▸ **EXCERPTED DATA**:

※

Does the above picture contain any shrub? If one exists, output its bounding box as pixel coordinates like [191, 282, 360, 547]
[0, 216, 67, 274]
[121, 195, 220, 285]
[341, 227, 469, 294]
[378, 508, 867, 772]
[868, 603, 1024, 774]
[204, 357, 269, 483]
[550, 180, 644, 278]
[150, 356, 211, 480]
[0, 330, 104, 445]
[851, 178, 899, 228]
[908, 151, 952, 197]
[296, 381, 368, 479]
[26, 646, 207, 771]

※

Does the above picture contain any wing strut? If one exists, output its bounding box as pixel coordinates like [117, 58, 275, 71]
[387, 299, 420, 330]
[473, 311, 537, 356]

※

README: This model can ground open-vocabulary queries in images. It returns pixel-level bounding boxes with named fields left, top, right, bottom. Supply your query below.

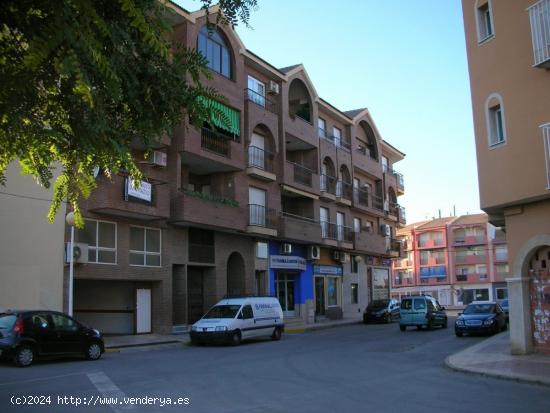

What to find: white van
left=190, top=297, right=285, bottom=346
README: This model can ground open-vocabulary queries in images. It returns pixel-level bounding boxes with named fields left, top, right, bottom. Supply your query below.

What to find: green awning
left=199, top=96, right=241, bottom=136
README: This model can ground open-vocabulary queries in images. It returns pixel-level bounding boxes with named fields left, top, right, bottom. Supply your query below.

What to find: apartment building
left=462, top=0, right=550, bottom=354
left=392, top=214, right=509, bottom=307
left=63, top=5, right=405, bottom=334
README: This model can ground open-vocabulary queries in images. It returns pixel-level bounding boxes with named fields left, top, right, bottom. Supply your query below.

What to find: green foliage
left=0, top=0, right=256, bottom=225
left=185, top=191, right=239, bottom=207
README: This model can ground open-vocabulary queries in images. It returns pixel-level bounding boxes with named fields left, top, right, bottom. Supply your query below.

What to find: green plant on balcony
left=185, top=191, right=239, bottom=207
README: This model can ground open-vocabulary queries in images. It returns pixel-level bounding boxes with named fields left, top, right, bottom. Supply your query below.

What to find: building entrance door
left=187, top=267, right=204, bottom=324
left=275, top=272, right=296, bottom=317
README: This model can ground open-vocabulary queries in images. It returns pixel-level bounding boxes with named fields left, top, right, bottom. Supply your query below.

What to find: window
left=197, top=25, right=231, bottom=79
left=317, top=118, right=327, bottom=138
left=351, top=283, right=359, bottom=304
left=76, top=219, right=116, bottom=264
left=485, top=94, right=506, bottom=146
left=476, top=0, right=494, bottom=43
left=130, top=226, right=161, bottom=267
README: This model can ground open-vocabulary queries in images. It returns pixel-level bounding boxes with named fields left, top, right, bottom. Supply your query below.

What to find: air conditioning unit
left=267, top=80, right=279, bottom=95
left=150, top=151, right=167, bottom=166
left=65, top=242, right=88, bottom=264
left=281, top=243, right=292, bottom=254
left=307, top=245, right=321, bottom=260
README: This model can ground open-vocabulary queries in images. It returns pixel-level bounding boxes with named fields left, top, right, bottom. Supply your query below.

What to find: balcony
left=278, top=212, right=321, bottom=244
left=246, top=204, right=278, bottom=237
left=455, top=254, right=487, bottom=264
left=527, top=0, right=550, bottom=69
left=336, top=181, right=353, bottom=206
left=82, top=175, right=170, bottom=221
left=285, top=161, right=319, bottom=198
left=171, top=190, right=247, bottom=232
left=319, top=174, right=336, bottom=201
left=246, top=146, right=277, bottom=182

※

▸ **WHAT IS REQUIRED**:
Copy out every line of the entries above that includes the word "green".

▸ **EXPECTED ANSWER**:
What to find: green awning
What to find: green foliage
What to find: green plant on balcony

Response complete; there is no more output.